_CONSIGNES_:
a) D'après l'entretien, combien d'années d'expérience TIOTE Lassana capitalise-t-il dans le domaine ?
b) Résumez l'entretien en deux phrases.
c) Recopiez l'entretien de « Dans mon entendement, une » à « que la RSE ? ».

_EXTRAIT CHOISI_:
..........

Juriste de formation,
TIOTE Lassana est Docteur en Ressources Humaines et chercheur en GRH. Il
capitalise 20 ans d’expériences dans le domaine, avec
un riche parcours de
gestionnaire des RH. Depuis
quelques années, ses recherches l’ont amené à s’intéresser de plus près à la
RSE, la Responsabilité sociétale des entreprises. Une nouvelle passion qu’il
vit à fond et qu’il aimerait voir s’imposer « naturellement » à tous.
Entretien…
Vous bénéficiez
d’un riche parcours
dans le domaine des RH, mais on vous sent désormais de
plus en plus
tourné vers la RSE.
Dites-nous, d’où vient cet amour pour la
RSE ?
J’ai soutenu une thèse de doctorat sur les questions d’équité et de fidélité. Et qui parle
d’équité, dit naturellement RSE ; c’est un partage de richesses mais également
de responsabilité. Une autre activité dans laquelle j’interviens et qui est en
lien avec la RSE, c’est le Développement personnel et professionnel.
Dans mon entendement, une gestion responsable fondée sur des valeurs humaines est une
gestion qui permet l’épanouissement et l’éclosion des talents. La RSE est, dans
ce sens, l’avenir de la gestion des ressources humaines ; c’est le socle de la
GRH dans la mesure où elle traite du social en premier, puisque fondée sur
l’humain.
Pour vous le spécialiste,
qu’est-ce que la RSE ?

..........

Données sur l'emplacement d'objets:

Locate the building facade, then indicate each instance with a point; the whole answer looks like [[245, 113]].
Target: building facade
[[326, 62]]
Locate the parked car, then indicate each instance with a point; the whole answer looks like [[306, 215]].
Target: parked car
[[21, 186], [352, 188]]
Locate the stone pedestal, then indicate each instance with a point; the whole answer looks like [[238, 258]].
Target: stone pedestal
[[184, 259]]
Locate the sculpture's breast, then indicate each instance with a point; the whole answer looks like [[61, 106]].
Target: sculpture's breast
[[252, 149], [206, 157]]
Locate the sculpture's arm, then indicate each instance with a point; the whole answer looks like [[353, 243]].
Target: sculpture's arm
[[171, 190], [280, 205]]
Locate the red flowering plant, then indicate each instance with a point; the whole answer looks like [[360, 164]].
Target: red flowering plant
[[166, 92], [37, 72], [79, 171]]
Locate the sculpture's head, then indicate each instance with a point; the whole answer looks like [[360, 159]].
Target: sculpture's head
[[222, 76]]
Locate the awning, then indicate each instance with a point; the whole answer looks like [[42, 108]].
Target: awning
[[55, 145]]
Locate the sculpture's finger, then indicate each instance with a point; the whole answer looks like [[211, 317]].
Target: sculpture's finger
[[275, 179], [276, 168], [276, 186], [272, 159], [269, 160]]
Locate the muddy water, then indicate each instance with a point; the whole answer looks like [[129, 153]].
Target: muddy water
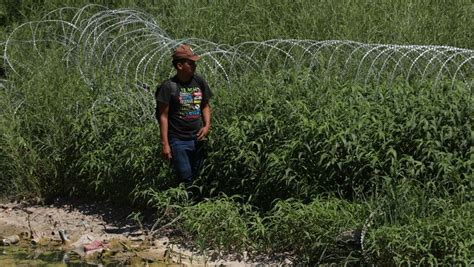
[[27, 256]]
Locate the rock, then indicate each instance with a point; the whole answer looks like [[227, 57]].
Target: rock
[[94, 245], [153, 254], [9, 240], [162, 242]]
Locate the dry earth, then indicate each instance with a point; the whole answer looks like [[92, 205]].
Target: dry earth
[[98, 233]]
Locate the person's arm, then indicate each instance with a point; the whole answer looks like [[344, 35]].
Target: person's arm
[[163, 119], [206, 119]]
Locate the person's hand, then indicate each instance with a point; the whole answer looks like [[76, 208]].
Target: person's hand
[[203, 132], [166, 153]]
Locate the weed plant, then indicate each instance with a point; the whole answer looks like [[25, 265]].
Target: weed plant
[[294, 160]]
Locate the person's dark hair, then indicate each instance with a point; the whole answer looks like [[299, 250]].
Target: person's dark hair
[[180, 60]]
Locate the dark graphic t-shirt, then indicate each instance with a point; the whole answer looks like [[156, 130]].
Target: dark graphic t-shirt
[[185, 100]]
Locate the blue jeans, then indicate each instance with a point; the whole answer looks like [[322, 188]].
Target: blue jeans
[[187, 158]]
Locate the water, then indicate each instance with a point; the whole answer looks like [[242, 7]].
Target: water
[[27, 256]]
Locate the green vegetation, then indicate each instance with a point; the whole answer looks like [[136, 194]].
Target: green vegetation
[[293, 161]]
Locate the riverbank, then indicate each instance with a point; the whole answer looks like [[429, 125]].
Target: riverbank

..........

_RÉSULTATS_:
a) Vingt ans.

b) TIOTE Lassana, juriste de formation, docteur en ressources humaines et chercheur en GRH avec 20 ans d'expérience, s'intéresse depuis quelques années à la RSE, la responsabilité sociétale des entreprises. Il rattache cet intérêt à sa thèse sur l'équité et la fidélité, et voit dans la RSE l'avenir et le socle de la GRH, puisqu'elle est fondée sur l'humain.

c)
Dans mon entendement, une gestion responsable fondée sur des valeurs humaines est une
gestion qui permet l’épanouissement et l’éclosion des talents. La RSE est, dans
ce sens, l’avenir de la gestion des ressources humaines ; c’est le socle de la
GRH dans la mesure où elle traite du social en premier, puisque fondée sur
l’humain.
Pour vous le spécialiste,
qu’est-ce que la RSE ?